> _What to work on_: If a line in the entries below includes "hinge", pick it out and copy it.
Content starts
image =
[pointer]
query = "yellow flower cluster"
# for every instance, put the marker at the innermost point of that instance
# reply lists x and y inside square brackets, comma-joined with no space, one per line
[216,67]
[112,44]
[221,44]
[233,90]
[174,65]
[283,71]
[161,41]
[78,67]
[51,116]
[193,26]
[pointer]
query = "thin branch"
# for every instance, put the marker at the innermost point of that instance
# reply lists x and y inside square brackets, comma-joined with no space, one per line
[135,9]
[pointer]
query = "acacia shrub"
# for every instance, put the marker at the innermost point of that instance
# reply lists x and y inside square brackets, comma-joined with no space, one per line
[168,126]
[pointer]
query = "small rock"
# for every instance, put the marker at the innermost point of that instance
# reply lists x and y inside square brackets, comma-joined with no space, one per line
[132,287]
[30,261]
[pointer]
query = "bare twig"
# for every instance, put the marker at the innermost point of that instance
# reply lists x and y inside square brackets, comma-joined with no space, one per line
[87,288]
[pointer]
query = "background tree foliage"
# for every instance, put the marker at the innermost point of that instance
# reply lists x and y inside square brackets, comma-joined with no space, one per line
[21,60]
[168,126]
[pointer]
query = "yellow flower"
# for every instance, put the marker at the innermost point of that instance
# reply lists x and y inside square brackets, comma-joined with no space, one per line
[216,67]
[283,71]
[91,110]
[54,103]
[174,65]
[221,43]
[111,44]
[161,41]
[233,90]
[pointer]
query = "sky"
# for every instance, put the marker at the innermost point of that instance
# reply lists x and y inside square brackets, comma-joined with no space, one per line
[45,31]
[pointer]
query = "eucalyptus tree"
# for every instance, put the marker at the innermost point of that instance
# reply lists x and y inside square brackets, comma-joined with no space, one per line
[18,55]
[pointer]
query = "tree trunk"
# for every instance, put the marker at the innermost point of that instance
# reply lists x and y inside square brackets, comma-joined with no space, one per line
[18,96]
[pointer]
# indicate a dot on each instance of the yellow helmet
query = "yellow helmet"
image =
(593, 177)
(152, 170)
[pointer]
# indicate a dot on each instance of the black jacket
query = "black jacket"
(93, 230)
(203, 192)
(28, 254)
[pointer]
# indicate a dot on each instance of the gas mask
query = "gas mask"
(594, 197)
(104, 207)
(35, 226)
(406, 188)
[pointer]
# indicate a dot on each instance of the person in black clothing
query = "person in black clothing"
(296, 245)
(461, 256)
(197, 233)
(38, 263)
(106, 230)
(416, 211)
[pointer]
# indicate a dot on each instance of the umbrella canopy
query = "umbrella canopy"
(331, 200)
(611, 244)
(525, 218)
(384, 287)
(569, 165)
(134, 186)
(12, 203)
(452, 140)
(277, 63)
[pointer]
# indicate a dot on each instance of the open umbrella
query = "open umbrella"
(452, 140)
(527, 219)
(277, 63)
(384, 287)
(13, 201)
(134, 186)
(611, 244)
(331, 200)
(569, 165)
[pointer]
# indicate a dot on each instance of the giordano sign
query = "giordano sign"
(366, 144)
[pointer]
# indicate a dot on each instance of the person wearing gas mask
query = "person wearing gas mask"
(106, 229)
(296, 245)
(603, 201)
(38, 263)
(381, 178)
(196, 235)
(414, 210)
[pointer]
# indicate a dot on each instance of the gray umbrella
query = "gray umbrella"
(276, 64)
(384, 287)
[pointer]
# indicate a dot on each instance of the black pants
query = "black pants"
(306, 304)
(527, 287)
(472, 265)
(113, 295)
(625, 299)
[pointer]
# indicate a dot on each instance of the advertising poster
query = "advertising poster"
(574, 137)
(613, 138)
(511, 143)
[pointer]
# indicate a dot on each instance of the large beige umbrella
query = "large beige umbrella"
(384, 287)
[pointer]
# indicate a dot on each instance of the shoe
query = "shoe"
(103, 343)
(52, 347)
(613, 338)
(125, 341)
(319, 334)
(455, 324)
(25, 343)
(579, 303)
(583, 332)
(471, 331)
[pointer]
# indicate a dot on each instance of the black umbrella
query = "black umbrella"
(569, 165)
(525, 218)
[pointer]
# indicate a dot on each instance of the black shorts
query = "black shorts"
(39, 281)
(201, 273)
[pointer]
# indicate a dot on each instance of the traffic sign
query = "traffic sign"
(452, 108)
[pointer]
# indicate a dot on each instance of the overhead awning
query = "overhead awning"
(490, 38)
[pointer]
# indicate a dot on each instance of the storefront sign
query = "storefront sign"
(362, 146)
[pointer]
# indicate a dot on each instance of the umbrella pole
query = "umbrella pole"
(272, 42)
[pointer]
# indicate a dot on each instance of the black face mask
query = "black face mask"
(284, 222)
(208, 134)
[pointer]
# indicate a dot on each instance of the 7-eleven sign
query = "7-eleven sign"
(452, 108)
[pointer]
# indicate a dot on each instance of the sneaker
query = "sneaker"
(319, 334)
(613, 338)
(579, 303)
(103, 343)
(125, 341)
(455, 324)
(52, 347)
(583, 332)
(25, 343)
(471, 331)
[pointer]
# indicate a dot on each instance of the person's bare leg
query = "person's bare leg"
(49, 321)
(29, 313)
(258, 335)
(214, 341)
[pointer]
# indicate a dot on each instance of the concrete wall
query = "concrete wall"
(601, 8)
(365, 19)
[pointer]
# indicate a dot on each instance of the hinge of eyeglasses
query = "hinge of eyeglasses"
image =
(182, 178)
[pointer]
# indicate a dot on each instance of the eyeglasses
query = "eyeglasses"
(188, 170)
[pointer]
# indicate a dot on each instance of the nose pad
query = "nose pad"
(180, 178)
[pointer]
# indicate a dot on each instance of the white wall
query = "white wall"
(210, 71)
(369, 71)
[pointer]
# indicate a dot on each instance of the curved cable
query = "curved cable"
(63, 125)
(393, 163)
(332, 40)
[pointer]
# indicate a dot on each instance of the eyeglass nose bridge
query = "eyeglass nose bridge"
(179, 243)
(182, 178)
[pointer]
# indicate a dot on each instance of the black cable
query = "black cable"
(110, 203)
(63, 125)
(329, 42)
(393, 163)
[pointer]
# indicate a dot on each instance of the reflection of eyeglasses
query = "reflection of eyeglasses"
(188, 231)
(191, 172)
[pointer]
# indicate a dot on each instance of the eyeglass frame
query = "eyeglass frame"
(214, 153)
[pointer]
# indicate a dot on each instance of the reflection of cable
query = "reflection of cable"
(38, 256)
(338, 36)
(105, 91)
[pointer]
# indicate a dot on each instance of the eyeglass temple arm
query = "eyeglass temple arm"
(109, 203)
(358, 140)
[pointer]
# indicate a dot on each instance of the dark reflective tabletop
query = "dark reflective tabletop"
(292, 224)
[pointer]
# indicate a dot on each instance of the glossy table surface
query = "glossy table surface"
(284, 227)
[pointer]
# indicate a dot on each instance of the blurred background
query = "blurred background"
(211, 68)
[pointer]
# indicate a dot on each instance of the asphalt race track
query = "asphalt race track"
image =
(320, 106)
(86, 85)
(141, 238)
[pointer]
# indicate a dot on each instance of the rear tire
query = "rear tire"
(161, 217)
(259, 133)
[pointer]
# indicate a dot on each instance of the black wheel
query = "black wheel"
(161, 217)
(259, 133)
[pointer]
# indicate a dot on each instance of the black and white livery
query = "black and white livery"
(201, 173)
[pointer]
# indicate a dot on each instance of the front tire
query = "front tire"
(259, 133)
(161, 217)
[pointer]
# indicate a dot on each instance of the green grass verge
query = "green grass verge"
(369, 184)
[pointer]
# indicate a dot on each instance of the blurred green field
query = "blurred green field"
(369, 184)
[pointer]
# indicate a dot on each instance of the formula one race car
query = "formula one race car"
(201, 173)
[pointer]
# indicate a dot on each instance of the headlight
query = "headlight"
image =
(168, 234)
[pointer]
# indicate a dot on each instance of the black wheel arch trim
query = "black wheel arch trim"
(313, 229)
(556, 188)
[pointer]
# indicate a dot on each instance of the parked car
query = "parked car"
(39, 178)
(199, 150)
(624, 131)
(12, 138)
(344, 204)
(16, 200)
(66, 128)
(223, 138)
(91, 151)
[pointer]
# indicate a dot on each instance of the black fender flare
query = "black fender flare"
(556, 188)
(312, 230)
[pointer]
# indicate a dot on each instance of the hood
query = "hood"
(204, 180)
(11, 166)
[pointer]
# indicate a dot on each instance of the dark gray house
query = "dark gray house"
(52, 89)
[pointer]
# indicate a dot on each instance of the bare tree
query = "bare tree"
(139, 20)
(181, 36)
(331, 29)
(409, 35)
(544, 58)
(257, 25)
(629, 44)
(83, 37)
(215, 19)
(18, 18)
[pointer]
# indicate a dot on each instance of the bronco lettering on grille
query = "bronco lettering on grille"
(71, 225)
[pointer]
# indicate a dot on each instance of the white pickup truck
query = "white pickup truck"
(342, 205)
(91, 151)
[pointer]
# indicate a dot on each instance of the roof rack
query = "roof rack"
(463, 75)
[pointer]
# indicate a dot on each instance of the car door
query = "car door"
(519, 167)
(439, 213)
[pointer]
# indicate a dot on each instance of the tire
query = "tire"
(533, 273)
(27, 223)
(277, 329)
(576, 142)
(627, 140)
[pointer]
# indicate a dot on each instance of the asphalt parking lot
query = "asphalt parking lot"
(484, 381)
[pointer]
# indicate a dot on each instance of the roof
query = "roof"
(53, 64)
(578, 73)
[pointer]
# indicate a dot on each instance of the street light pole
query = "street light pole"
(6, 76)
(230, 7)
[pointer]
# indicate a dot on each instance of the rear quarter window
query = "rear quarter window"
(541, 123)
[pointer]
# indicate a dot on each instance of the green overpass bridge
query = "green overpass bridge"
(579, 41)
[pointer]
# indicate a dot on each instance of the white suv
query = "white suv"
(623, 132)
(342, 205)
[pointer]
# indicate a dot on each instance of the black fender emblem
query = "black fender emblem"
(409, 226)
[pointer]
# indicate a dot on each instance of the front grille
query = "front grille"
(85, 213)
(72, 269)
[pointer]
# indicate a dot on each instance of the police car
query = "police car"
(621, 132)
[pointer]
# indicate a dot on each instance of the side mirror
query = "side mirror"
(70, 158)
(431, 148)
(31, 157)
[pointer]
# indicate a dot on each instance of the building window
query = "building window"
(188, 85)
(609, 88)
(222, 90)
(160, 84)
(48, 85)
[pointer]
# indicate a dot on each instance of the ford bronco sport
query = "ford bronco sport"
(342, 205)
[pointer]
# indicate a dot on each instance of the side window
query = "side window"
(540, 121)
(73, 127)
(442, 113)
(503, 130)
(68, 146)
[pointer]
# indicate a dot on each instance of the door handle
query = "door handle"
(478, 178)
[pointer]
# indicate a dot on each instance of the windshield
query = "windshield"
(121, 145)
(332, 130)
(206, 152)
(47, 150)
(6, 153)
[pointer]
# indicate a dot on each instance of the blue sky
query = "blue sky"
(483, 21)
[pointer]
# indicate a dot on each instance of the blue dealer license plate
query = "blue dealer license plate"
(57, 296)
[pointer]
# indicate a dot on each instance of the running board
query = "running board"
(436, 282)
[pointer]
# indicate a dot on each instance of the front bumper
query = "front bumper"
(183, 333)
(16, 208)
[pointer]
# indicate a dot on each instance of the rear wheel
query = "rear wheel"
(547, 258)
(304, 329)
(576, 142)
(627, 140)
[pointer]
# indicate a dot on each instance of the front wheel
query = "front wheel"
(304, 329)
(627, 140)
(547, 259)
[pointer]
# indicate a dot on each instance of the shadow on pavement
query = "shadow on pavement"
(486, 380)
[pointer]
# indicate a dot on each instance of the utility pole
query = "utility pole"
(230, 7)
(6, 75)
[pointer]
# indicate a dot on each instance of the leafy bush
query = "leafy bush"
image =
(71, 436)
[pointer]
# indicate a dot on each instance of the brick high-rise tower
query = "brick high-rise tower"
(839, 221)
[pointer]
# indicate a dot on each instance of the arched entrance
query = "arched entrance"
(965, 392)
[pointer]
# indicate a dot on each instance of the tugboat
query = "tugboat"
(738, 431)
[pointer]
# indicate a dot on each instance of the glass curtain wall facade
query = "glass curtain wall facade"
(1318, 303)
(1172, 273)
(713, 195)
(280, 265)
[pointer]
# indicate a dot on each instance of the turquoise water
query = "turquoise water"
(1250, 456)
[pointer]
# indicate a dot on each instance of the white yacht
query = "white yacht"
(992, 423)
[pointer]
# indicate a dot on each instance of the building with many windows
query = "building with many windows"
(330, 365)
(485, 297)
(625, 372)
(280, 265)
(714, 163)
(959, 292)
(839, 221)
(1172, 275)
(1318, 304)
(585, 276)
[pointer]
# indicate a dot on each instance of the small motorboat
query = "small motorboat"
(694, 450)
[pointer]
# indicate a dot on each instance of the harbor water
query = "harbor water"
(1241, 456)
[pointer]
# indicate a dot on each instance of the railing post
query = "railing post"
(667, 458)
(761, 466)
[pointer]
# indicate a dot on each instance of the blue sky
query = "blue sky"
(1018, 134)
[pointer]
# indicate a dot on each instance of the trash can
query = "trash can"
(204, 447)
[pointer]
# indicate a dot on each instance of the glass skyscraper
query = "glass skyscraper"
Content ends
> _Your response_:
# indicate a dot on each instance of the hinge of eyeglasses
query = "hinge of eyeglasses"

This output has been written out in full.